**Study text**
========================================
Julia Hippisley-Cox et al. BMJ Open. .

Abstract

Objective: To develop and externally validate a risk algorithm (QAdmissions) to estimate the risk of emergency hospital admission for patients aged 18-100 years in primary care.

Design: Prospective open cohort study using routinely collected data from general practice linked to hospital episode data during the 2-year study period 1 January 2010 to 31 December 2011.

Setting: 405 general practices in England contributing to the national QResearch database to develop the algorithm. Two validation cohorts to validate the algorithm (1) 202 different QResearch practices and (2) 343 practices in England contributing to the Clinical Practice Research DataLink (CPRD). All general practices had data linked to hospital episode statistics at the individual patient level.

Participants: We studied 2 849 381 patients aged 18-100 years in the derivation cohort with over 4.6 million person-years of follow-up. 265 573 of these patients had one or more emergency admissions during follow-up. For the QResearch validation cohort, we identified 1 340 622 patients aged 18-100 years with over 2.2 million person-years of follow-up. Of these patients, 132 723 had one or more emergency admissions during follow-up. The CPRD cohort included 2 475 360 patients aged 18-100 years with over 3.8 million person-years of follow-up. 234 204 of these patients had one or more emergency admissions during follow-up. We excluded patients without a valid NHS number and a valid Townsend score.

Endpoint: First (ie, incident) emergency admission to hospital in the next 2 years as recorded on the linked hospital episodes records.
========================================
Stored entries
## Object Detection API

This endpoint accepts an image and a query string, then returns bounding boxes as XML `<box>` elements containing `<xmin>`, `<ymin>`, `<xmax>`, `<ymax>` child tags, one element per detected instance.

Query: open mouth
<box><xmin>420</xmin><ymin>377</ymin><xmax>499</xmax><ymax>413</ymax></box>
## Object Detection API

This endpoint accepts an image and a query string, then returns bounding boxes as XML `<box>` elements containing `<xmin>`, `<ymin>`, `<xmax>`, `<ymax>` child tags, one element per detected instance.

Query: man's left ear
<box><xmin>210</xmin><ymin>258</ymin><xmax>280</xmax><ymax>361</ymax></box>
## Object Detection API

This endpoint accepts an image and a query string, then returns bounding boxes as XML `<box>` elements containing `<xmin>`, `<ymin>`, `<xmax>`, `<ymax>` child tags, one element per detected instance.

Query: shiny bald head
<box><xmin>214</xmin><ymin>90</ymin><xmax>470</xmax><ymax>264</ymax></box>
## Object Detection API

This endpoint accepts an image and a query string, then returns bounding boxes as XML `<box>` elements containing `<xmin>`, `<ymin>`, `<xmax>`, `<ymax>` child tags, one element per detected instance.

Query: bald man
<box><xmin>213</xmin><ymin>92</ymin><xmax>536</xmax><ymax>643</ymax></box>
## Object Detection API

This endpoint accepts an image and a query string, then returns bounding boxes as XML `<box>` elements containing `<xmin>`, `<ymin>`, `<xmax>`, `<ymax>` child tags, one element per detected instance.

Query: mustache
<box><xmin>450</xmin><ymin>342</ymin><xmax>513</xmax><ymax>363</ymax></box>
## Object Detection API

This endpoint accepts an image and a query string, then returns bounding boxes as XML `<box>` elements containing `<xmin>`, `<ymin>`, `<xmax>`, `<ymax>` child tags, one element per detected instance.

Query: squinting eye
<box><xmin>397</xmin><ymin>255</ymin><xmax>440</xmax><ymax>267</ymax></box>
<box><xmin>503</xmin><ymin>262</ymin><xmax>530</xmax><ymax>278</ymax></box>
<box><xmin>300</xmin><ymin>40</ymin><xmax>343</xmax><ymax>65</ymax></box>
========================================
**Required action**
In the QAdmissions abstract, take the passage between "Julia Hippisley-Cox et al." and "31 December 2011.", inclusive, and rewrite it with "model" swapped in for "algorithm".

**Solution for this exercise**
Julia Hippisley-Cox et al. BMJ Open. .

Abstract

Objective: To develop and externally validate a risk model (QAdmissions) to estimate the risk of emergency hospital admission for patients aged 18-100 years in primary care.

Design: Prospective open cohort study using routinely collected data from general practice linked to hospital episode data during the 2-year study period 1 January 2010 to 31 December 2011.